Natural language region descriptions
+++

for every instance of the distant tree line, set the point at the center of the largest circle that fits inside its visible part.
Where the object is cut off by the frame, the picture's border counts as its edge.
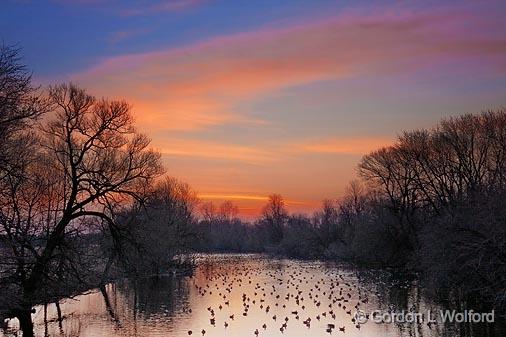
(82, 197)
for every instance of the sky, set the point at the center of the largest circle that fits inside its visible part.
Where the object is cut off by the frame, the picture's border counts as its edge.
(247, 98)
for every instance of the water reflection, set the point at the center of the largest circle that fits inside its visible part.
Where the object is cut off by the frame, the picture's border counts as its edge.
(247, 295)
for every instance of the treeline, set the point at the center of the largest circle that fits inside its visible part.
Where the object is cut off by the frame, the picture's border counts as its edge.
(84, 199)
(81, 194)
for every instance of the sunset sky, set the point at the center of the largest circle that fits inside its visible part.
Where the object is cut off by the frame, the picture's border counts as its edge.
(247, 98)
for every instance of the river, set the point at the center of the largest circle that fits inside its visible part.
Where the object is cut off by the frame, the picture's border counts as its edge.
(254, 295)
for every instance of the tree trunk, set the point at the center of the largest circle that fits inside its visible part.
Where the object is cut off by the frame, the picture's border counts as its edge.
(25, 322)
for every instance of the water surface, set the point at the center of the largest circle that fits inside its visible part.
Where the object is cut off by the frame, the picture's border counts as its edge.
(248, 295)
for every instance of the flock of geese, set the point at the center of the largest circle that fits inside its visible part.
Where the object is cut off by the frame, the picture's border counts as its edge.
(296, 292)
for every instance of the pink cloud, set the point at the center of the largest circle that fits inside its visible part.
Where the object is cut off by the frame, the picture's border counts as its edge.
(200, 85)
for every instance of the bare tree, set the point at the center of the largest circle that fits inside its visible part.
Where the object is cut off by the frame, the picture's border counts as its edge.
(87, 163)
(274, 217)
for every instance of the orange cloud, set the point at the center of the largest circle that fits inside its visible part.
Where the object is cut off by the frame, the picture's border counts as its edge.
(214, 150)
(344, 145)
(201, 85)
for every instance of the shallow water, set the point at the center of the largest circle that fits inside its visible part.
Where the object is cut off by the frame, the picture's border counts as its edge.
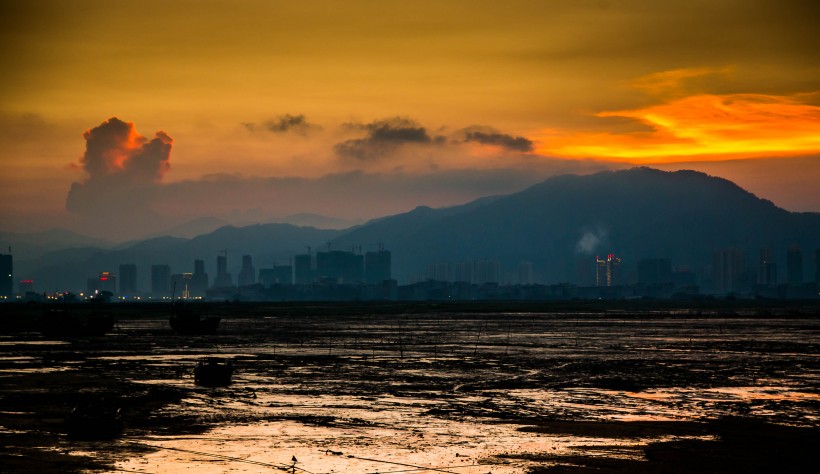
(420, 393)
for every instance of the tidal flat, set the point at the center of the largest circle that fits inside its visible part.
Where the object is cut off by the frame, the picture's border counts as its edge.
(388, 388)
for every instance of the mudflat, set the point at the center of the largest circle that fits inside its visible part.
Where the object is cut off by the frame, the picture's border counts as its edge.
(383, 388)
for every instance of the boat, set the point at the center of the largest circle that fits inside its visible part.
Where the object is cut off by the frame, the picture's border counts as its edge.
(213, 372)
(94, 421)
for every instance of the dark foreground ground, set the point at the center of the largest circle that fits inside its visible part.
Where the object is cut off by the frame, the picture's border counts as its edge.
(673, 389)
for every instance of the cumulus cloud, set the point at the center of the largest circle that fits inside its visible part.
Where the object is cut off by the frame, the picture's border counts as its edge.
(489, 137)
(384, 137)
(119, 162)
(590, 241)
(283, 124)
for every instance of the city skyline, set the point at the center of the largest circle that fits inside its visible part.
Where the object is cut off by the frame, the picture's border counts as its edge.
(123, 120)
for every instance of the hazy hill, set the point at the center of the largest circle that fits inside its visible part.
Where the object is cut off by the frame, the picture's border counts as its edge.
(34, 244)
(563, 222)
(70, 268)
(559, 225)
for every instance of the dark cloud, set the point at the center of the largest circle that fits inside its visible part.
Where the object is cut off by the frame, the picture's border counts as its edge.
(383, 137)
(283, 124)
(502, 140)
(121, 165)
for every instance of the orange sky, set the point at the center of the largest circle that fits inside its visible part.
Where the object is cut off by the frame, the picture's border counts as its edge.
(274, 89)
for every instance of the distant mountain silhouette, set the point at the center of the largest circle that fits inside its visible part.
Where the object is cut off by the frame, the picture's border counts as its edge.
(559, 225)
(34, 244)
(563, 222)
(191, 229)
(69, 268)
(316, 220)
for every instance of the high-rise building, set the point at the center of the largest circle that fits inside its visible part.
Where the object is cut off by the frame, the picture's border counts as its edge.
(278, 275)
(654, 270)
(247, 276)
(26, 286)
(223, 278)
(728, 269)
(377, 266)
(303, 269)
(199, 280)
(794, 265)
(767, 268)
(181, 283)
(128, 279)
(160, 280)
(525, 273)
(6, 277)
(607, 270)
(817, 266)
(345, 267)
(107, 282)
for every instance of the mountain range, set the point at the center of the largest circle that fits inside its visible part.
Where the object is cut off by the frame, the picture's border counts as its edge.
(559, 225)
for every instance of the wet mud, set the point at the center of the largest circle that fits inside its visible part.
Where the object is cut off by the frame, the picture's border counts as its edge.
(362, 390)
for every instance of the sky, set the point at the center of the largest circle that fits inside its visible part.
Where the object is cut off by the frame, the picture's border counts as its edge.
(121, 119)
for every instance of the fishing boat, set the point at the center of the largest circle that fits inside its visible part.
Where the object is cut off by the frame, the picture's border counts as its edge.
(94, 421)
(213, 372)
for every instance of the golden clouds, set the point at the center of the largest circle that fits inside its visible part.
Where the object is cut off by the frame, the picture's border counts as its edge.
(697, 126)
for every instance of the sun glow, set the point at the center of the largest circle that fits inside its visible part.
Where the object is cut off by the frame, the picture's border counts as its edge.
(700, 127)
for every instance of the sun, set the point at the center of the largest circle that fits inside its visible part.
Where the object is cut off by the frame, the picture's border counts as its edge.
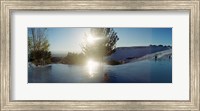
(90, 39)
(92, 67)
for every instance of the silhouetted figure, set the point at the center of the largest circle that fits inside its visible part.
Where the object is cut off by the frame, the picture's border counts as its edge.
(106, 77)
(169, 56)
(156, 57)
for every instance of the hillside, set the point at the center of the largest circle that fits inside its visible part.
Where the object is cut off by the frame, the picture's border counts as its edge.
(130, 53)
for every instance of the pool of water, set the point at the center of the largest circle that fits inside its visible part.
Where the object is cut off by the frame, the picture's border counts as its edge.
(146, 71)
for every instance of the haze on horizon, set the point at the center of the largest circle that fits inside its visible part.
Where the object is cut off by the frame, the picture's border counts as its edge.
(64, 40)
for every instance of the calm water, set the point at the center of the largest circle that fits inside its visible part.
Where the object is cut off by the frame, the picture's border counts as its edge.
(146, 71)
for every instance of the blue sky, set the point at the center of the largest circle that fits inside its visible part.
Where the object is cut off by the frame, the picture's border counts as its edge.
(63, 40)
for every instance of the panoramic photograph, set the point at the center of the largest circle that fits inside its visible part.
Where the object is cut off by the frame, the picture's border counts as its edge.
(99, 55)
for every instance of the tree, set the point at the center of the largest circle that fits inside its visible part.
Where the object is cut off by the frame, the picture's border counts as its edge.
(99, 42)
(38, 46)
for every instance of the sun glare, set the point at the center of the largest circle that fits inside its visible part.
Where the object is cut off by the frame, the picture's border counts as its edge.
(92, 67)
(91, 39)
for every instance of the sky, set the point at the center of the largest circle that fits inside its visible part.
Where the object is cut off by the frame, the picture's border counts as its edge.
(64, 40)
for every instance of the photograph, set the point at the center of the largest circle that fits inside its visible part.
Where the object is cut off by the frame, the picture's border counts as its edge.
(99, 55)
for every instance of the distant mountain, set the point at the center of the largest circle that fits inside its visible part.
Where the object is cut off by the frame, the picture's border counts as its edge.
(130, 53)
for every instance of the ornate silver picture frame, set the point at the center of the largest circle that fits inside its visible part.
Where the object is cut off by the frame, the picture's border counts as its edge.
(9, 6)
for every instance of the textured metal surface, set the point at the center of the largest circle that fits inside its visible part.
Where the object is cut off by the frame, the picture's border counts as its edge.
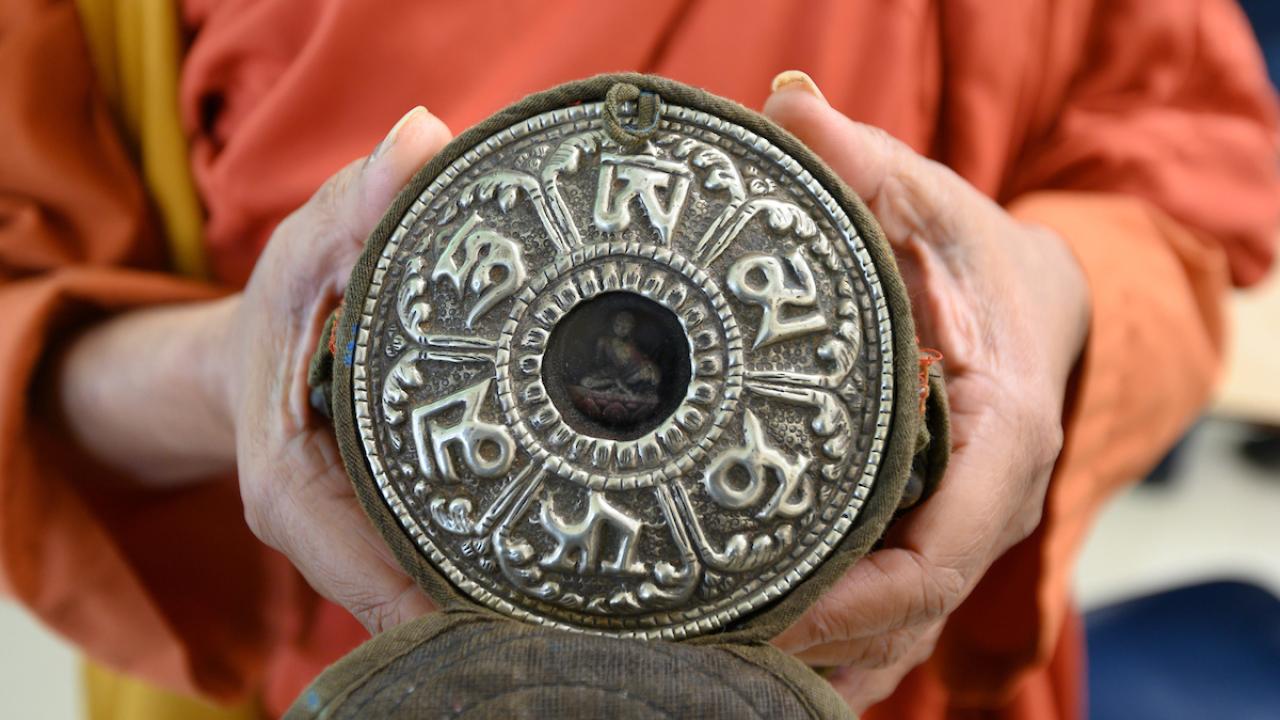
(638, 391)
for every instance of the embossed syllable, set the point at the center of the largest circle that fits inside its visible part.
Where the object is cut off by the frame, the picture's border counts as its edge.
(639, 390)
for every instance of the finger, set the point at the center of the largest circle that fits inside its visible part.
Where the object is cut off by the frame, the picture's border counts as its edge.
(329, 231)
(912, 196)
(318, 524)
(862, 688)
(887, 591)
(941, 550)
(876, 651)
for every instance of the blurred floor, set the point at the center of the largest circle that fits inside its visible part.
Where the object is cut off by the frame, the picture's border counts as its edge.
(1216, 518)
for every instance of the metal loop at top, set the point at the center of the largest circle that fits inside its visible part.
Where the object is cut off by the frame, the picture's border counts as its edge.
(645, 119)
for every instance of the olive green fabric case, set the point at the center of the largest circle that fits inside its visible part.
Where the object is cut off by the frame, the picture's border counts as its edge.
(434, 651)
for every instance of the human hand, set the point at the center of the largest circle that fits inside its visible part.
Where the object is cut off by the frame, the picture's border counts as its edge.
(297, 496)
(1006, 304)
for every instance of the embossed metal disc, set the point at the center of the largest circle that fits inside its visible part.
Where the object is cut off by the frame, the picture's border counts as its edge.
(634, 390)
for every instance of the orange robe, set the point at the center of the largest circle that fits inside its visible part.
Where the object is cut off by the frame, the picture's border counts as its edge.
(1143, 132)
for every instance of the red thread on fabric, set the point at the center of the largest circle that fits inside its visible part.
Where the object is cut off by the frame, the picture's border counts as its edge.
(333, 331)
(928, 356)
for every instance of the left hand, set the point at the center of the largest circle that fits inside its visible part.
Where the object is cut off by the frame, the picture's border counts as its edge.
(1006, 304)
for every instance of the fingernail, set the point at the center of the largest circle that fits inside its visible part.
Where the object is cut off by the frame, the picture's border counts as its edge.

+++

_What you should do_
Working through the data above, find every line holding "metal" and copy it.

_Response to the exercise_
for every instance of the textured metal surface, set the point at the center of the largest circle that fits inside its visible part.
for every instance of the metal loop at top, set the point at the center of the largest circle that fits inside its visible part.
for every instance of the embossed metal disc, set the point at the center of the largest circle that fits inside its visible part.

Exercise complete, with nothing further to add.